Instructions for the task → Hunt for the word "fork" across the entries below, copying each line that holds it.
++++ Input data ++++
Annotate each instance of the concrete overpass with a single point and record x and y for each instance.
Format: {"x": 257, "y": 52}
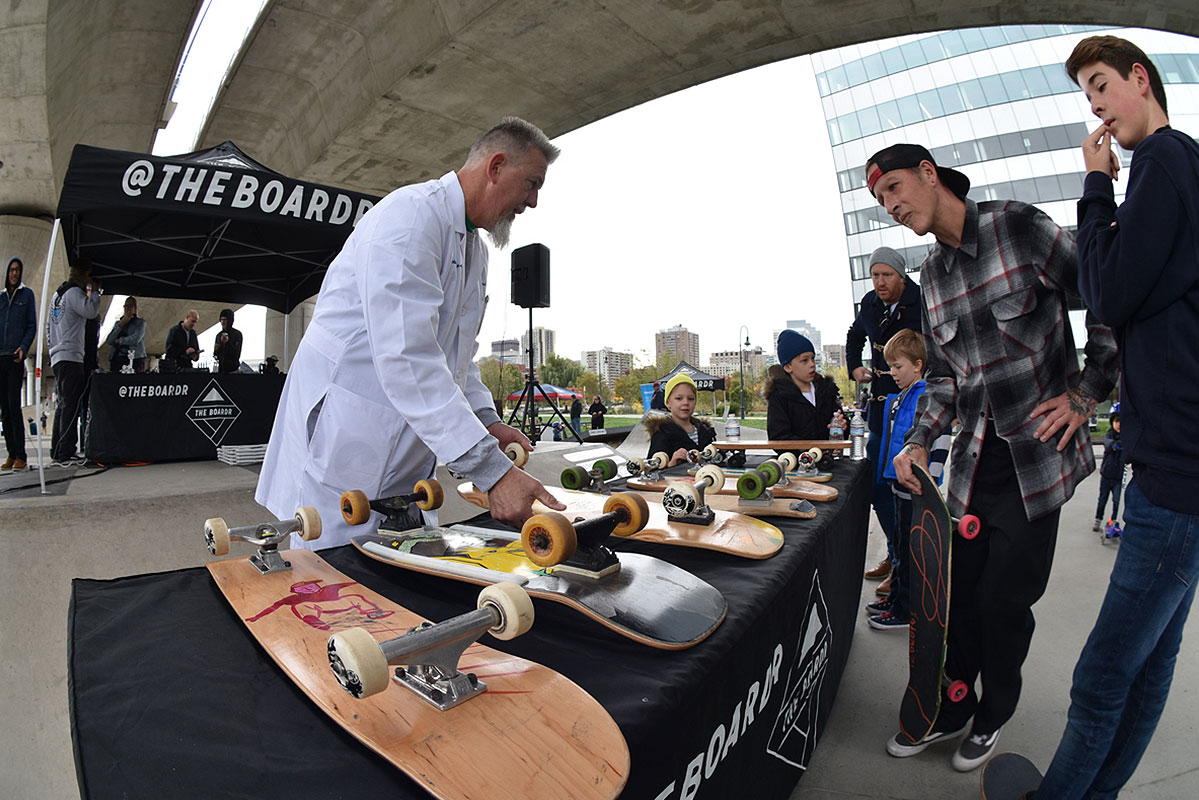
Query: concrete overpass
{"x": 374, "y": 95}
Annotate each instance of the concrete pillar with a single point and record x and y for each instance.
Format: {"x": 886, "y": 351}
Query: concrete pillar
{"x": 296, "y": 324}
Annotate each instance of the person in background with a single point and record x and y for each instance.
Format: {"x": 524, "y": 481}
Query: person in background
{"x": 182, "y": 346}
{"x": 679, "y": 432}
{"x": 597, "y": 409}
{"x": 73, "y": 304}
{"x": 891, "y": 306}
{"x": 18, "y": 325}
{"x": 227, "y": 348}
{"x": 126, "y": 341}
{"x": 1110, "y": 471}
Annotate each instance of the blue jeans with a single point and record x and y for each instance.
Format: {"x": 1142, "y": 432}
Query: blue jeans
{"x": 881, "y": 498}
{"x": 1124, "y": 674}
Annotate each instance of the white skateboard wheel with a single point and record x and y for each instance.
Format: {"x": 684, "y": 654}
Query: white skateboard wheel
{"x": 357, "y": 662}
{"x": 518, "y": 455}
{"x": 513, "y": 605}
{"x": 712, "y": 474}
{"x": 309, "y": 523}
{"x": 216, "y": 536}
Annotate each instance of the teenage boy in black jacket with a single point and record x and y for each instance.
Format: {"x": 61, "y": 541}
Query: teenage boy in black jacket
{"x": 1137, "y": 271}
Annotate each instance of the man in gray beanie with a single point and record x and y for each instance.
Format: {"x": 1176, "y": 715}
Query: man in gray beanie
{"x": 892, "y": 306}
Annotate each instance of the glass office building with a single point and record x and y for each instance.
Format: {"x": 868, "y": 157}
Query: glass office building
{"x": 993, "y": 102}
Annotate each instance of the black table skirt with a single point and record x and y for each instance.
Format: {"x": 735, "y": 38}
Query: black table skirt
{"x": 170, "y": 696}
{"x": 150, "y": 416}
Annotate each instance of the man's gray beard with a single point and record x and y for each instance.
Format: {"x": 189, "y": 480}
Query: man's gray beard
{"x": 500, "y": 232}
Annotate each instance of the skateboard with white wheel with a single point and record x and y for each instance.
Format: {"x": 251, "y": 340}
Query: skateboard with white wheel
{"x": 568, "y": 561}
{"x": 729, "y": 531}
{"x": 1008, "y": 776}
{"x": 931, "y": 551}
{"x": 461, "y": 719}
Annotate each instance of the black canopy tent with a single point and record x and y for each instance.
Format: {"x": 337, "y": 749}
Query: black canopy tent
{"x": 212, "y": 224}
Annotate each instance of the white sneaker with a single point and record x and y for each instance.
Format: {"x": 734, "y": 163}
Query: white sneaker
{"x": 975, "y": 750}
{"x": 899, "y": 750}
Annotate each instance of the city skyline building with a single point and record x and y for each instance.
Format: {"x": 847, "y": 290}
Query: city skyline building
{"x": 728, "y": 362}
{"x": 994, "y": 103}
{"x": 680, "y": 341}
{"x": 608, "y": 364}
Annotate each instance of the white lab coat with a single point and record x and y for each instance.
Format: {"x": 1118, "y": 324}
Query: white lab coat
{"x": 384, "y": 385}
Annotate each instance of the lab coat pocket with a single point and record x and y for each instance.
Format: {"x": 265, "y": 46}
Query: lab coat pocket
{"x": 353, "y": 441}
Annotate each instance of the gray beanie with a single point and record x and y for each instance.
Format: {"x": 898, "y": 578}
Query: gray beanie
{"x": 891, "y": 258}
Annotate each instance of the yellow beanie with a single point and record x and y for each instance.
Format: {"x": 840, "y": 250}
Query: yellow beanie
{"x": 681, "y": 378}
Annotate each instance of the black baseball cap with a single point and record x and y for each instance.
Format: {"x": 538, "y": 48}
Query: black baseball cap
{"x": 907, "y": 156}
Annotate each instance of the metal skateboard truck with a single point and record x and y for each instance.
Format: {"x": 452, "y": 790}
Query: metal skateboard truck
{"x": 590, "y": 480}
{"x": 549, "y": 540}
{"x": 265, "y": 535}
{"x": 428, "y": 654}
{"x": 649, "y": 467}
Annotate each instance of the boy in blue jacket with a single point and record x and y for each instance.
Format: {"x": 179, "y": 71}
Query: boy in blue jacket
{"x": 907, "y": 355}
{"x": 1137, "y": 266}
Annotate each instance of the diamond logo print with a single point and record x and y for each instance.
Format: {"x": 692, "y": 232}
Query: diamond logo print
{"x": 214, "y": 413}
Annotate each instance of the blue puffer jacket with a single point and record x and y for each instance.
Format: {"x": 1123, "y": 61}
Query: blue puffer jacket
{"x": 18, "y": 317}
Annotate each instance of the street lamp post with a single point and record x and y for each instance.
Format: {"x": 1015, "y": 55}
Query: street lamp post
{"x": 742, "y": 368}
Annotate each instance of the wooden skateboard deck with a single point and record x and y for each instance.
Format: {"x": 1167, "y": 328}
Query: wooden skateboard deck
{"x": 646, "y": 600}
{"x": 531, "y": 734}
{"x": 1008, "y": 776}
{"x": 734, "y": 471}
{"x": 796, "y": 488}
{"x": 783, "y": 444}
{"x": 730, "y": 533}
{"x": 932, "y": 535}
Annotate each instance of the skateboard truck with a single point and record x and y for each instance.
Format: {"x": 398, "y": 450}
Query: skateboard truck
{"x": 686, "y": 503}
{"x": 590, "y": 480}
{"x": 651, "y": 468}
{"x": 426, "y": 495}
{"x": 427, "y": 656}
{"x": 555, "y": 543}
{"x": 266, "y": 535}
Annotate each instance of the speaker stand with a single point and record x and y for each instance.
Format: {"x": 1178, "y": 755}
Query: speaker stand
{"x": 530, "y": 423}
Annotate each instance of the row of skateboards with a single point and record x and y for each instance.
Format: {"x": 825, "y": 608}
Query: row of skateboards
{"x": 467, "y": 720}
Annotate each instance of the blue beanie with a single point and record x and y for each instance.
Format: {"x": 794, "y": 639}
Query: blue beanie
{"x": 793, "y": 343}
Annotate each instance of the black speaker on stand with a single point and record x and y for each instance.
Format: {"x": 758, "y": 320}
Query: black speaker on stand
{"x": 530, "y": 289}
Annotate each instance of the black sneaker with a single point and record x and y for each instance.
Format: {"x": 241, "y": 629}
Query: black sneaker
{"x": 878, "y": 607}
{"x": 975, "y": 750}
{"x": 899, "y": 750}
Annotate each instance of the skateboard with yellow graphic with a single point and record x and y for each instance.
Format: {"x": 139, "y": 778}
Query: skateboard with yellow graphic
{"x": 554, "y": 558}
{"x": 461, "y": 719}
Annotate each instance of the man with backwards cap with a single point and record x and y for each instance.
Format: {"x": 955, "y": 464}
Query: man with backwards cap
{"x": 1001, "y": 360}
{"x": 892, "y": 306}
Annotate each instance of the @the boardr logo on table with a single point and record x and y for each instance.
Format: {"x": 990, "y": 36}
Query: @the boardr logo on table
{"x": 214, "y": 413}
{"x": 794, "y": 735}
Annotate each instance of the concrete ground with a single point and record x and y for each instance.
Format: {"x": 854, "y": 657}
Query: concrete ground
{"x": 128, "y": 521}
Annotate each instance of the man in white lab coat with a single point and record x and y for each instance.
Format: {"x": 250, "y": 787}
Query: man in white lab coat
{"x": 383, "y": 385}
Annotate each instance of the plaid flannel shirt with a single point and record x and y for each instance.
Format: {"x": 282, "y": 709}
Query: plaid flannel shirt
{"x": 999, "y": 340}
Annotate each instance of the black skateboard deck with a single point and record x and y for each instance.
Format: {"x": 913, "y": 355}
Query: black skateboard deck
{"x": 929, "y": 566}
{"x": 1008, "y": 776}
{"x": 646, "y": 600}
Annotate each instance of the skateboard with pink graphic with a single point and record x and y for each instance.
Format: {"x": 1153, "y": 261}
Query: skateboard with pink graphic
{"x": 461, "y": 719}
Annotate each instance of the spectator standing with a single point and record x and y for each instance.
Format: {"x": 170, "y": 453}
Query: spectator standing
{"x": 182, "y": 344}
{"x": 227, "y": 348}
{"x": 73, "y": 304}
{"x": 126, "y": 341}
{"x": 18, "y": 325}
{"x": 892, "y": 306}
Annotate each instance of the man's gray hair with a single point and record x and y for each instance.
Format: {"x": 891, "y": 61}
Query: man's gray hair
{"x": 513, "y": 136}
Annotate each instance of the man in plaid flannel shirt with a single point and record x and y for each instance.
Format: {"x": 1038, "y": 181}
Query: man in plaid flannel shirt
{"x": 1001, "y": 360}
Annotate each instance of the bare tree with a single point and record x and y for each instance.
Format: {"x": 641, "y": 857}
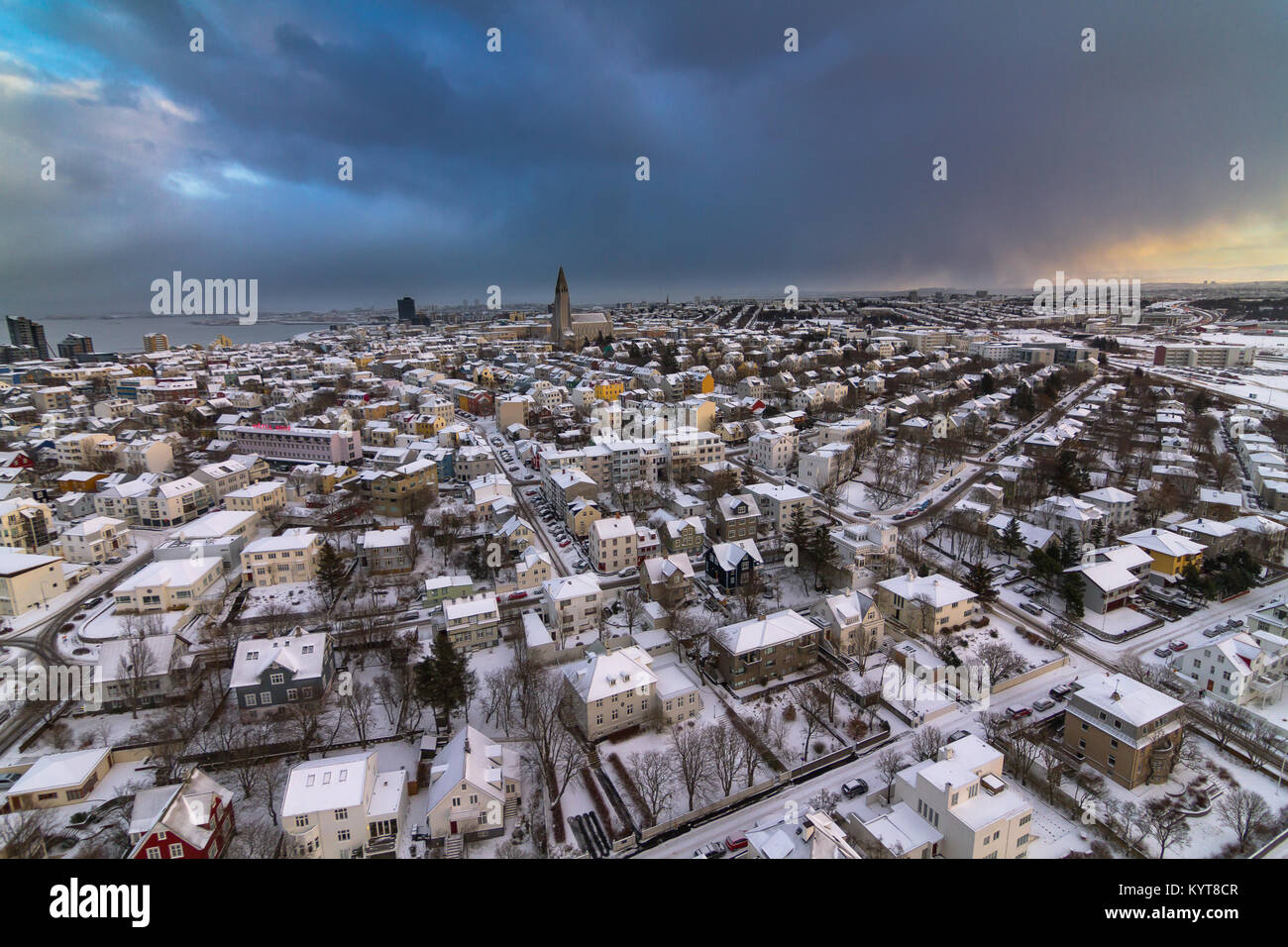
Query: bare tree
{"x": 1243, "y": 810}
{"x": 1166, "y": 823}
{"x": 554, "y": 749}
{"x": 359, "y": 706}
{"x": 652, "y": 772}
{"x": 726, "y": 754}
{"x": 1000, "y": 660}
{"x": 889, "y": 764}
{"x": 926, "y": 742}
{"x": 134, "y": 668}
{"x": 691, "y": 759}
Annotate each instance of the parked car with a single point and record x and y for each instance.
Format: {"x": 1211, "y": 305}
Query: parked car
{"x": 854, "y": 788}
{"x": 735, "y": 843}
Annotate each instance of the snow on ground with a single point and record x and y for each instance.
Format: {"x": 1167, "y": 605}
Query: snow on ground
{"x": 295, "y": 596}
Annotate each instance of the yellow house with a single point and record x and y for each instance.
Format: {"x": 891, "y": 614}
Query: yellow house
{"x": 1171, "y": 552}
{"x": 581, "y": 517}
{"x": 608, "y": 390}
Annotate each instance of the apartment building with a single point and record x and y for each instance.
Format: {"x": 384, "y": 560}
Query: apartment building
{"x": 734, "y": 517}
{"x": 475, "y": 789}
{"x": 400, "y": 491}
{"x": 1117, "y": 505}
{"x": 927, "y": 603}
{"x": 1126, "y": 729}
{"x": 780, "y": 504}
{"x": 223, "y": 476}
{"x": 571, "y": 604}
{"x": 1171, "y": 552}
{"x": 93, "y": 540}
{"x": 29, "y": 579}
{"x": 773, "y": 450}
{"x": 1241, "y": 667}
{"x": 261, "y": 497}
{"x": 386, "y": 552}
{"x": 1112, "y": 577}
{"x": 962, "y": 796}
{"x": 618, "y": 689}
{"x": 851, "y": 624}
{"x": 614, "y": 543}
{"x": 167, "y": 583}
{"x": 343, "y": 806}
{"x": 287, "y": 558}
{"x": 26, "y": 525}
{"x": 473, "y": 622}
{"x": 759, "y": 652}
{"x": 303, "y": 445}
{"x": 172, "y": 502}
{"x": 269, "y": 674}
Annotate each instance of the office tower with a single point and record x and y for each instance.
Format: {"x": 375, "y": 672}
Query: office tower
{"x": 75, "y": 344}
{"x": 24, "y": 331}
{"x": 156, "y": 342}
{"x": 559, "y": 313}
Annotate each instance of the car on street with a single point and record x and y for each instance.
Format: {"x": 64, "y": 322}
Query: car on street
{"x": 735, "y": 843}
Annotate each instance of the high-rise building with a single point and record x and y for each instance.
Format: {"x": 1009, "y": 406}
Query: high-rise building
{"x": 24, "y": 331}
{"x": 75, "y": 344}
{"x": 561, "y": 311}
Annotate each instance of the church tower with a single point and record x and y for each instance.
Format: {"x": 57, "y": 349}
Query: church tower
{"x": 561, "y": 318}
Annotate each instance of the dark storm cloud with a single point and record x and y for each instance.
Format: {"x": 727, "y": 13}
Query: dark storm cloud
{"x": 767, "y": 167}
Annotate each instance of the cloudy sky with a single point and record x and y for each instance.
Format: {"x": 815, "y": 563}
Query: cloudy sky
{"x": 768, "y": 167}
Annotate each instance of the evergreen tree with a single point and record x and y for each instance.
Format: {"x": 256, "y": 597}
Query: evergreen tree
{"x": 1012, "y": 539}
{"x": 1072, "y": 590}
{"x": 329, "y": 578}
{"x": 979, "y": 579}
{"x": 445, "y": 681}
{"x": 822, "y": 552}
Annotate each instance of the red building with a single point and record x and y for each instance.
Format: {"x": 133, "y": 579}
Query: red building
{"x": 192, "y": 819}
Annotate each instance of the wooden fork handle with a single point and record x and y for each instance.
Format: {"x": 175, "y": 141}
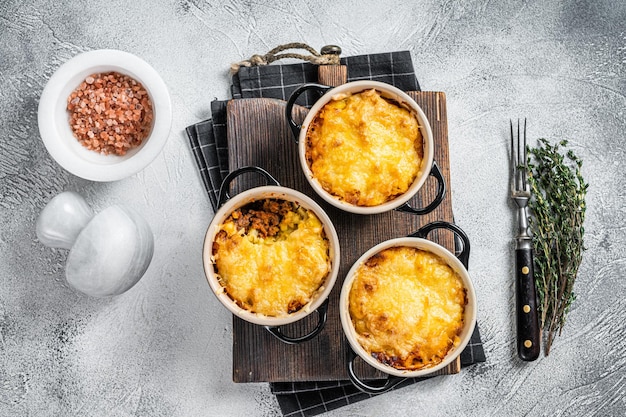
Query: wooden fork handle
++++
Response box →
Annotate each instance of the wooden fork handle with a single point and record x and y for each instance.
Query: wooden fork handle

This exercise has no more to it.